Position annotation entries
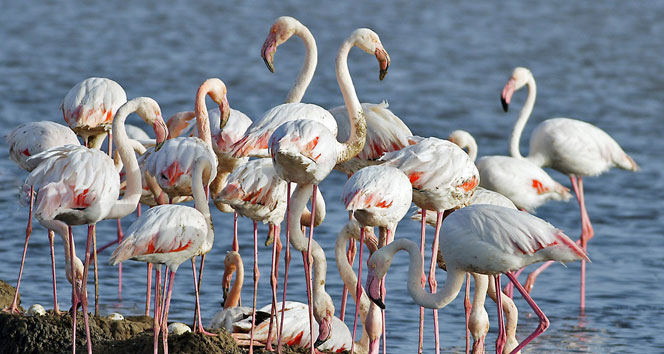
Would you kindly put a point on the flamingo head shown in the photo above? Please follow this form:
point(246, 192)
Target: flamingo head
point(520, 77)
point(368, 41)
point(282, 29)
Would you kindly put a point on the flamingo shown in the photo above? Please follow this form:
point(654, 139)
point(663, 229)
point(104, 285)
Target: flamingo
point(237, 319)
point(481, 238)
point(443, 178)
point(305, 151)
point(89, 107)
point(78, 185)
point(377, 196)
point(24, 141)
point(570, 146)
point(170, 235)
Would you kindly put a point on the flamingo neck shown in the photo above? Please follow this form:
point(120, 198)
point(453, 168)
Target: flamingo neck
point(132, 194)
point(523, 118)
point(308, 68)
point(444, 296)
point(233, 297)
point(358, 124)
point(200, 199)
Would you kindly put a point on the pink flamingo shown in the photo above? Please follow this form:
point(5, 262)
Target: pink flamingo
point(443, 178)
point(296, 330)
point(377, 196)
point(570, 146)
point(170, 235)
point(480, 238)
point(78, 185)
point(25, 141)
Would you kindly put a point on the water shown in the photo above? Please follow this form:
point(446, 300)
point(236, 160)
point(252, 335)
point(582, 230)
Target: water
point(596, 61)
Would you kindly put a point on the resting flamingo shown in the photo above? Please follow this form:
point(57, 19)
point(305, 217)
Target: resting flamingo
point(480, 238)
point(237, 320)
point(570, 146)
point(305, 151)
point(377, 196)
point(443, 178)
point(78, 185)
point(170, 235)
point(24, 141)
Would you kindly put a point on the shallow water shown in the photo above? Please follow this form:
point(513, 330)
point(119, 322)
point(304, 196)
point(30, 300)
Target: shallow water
point(596, 61)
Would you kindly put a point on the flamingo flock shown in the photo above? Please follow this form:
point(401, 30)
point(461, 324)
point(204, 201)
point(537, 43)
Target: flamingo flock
point(481, 211)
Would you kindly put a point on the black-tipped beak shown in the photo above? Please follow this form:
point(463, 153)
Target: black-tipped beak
point(504, 103)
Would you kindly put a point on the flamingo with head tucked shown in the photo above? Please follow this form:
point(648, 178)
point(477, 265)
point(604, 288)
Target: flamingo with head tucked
point(485, 239)
point(571, 146)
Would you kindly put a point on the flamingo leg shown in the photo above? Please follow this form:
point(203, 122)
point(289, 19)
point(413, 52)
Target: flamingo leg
point(198, 326)
point(467, 307)
point(274, 273)
point(13, 308)
point(147, 299)
point(56, 309)
point(544, 321)
point(358, 291)
point(164, 323)
point(433, 284)
point(423, 281)
point(156, 320)
point(256, 277)
point(287, 259)
point(500, 342)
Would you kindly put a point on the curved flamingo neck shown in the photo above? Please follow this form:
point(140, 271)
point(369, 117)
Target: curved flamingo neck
point(308, 68)
point(524, 114)
point(200, 199)
point(358, 124)
point(233, 297)
point(445, 295)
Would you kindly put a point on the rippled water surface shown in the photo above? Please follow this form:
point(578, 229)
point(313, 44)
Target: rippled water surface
point(596, 61)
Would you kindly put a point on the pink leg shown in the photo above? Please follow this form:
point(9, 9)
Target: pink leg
point(287, 258)
point(544, 322)
point(423, 281)
point(358, 291)
point(164, 323)
point(467, 307)
point(198, 327)
point(147, 299)
point(157, 316)
point(500, 342)
point(274, 272)
point(433, 284)
point(56, 309)
point(13, 308)
point(257, 275)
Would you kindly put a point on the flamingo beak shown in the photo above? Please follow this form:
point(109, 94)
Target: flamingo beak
point(374, 290)
point(383, 62)
point(268, 50)
point(506, 95)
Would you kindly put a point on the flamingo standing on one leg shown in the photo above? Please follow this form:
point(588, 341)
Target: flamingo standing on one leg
point(171, 234)
point(25, 141)
point(571, 146)
point(305, 151)
point(78, 185)
point(443, 178)
point(377, 196)
point(480, 238)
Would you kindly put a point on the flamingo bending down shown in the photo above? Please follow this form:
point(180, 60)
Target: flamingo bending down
point(170, 235)
point(237, 320)
point(485, 239)
point(305, 151)
point(443, 178)
point(570, 146)
point(377, 196)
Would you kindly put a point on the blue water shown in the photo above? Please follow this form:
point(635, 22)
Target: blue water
point(595, 61)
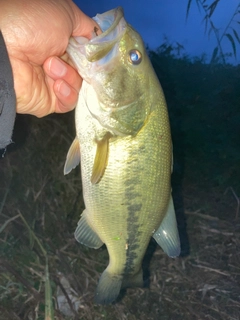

SHORT PROBLEM ->
Can you pull every line from the entries above and copy it verbatim, leaving out the pictures?

ANSWER ->
Would you kindly put a point on the flamingo head shown in the photo above? Please follow this form:
point(246, 192)
Target: flamingo head
point(520, 77)
point(368, 41)
point(282, 29)
Would you kindly put a point on the flamingo shown in the photo above? Please follow this form:
point(654, 139)
point(663, 229)
point(104, 285)
Target: flamingo
point(237, 319)
point(481, 238)
point(443, 178)
point(305, 151)
point(89, 107)
point(78, 185)
point(377, 196)
point(24, 141)
point(570, 146)
point(170, 235)
Would you kindly put a point on the flamingo neck shown in the photo above? Please follow this form:
point(120, 198)
point(453, 168)
Target: flamingo neck
point(132, 194)
point(523, 118)
point(308, 68)
point(444, 296)
point(233, 297)
point(358, 124)
point(200, 199)
Would you kindly put a point on the pink flamingo shown in the photo above? Please follow this form:
point(5, 262)
Target: pink flamingo
point(443, 178)
point(296, 330)
point(377, 196)
point(570, 146)
point(170, 235)
point(480, 238)
point(78, 185)
point(25, 141)
Would you kindly put a point on the water shown in the photo above? Please follow this form:
point(446, 300)
point(236, 160)
point(252, 335)
point(582, 230)
Target: water
point(596, 61)
Would you kindly put a point on the resting flamingo shown in the photo above? Please follow this form:
point(57, 19)
point(305, 217)
Target: resting flamingo
point(480, 238)
point(237, 320)
point(570, 146)
point(305, 151)
point(377, 196)
point(443, 178)
point(78, 185)
point(170, 235)
point(24, 141)
Would you kindly put a point on the shallow water shown in the photo above? Please follow this form:
point(513, 330)
point(119, 322)
point(304, 196)
point(30, 300)
Target: shallow water
point(596, 61)
Would you kindly put a point on the flamingo flock shown in the photo above? Please follow this form:
point(401, 30)
point(461, 324)
point(204, 201)
point(537, 43)
Target: flamingo flock
point(481, 211)
Would you kindly put a point on the black-tipped beak shown in the photo above? Please follow this form:
point(463, 153)
Target: black-tipped beak
point(504, 103)
Would you kindly put a point on the flamingo with head tucked shown in the photo above? Please follow this form:
point(648, 178)
point(477, 265)
point(604, 288)
Target: flamingo with head tucked
point(485, 239)
point(571, 146)
Would you kindly put a point on the flamingo leg shown in the photo above? Please follow this form:
point(203, 122)
point(289, 19)
point(413, 52)
Target: flamingo leg
point(198, 326)
point(467, 307)
point(274, 273)
point(13, 308)
point(147, 299)
point(56, 309)
point(544, 321)
point(358, 291)
point(164, 323)
point(433, 284)
point(423, 281)
point(156, 320)
point(256, 277)
point(287, 259)
point(500, 342)
Would you kindly put a point on the curved flamingo neck shown in the photo above? Please follow this form:
point(140, 271)
point(369, 117)
Target: curved flamingo neck
point(308, 68)
point(524, 114)
point(200, 199)
point(358, 124)
point(233, 297)
point(445, 295)
Would you kindly put a point on the rippled water surface shown in the photo above? Please follow this form:
point(578, 229)
point(313, 44)
Target: rippled water surface
point(596, 61)
Would you kindly put a point on the pink leg shown in the photo above? Please follow this form:
point(9, 9)
Target: pink leg
point(287, 258)
point(544, 322)
point(423, 281)
point(358, 291)
point(164, 323)
point(467, 307)
point(198, 327)
point(147, 299)
point(157, 316)
point(500, 342)
point(274, 272)
point(433, 284)
point(56, 309)
point(13, 308)
point(257, 275)
Would you kindly put a point on the flamingo beak shown in the photo above? Please follow this form:
point(109, 94)
Target: flamingo beak
point(374, 290)
point(383, 62)
point(268, 50)
point(506, 95)
Would you kindly put a point on the flamingo standing on one leg shown in the photo above? Please follow this form:
point(588, 341)
Target: flamingo standing on one leg
point(171, 234)
point(25, 141)
point(571, 146)
point(305, 151)
point(78, 185)
point(443, 178)
point(377, 196)
point(480, 238)
Would you kindly put a point on the flamingo bending down shown in the photo above? Please follow this form:
point(180, 60)
Target: flamingo bending down
point(170, 235)
point(237, 320)
point(485, 239)
point(305, 151)
point(443, 178)
point(570, 146)
point(377, 196)
Would you kindly put a point on the blue water shown in the photo above? Please follow this form:
point(635, 22)
Target: blue water
point(595, 61)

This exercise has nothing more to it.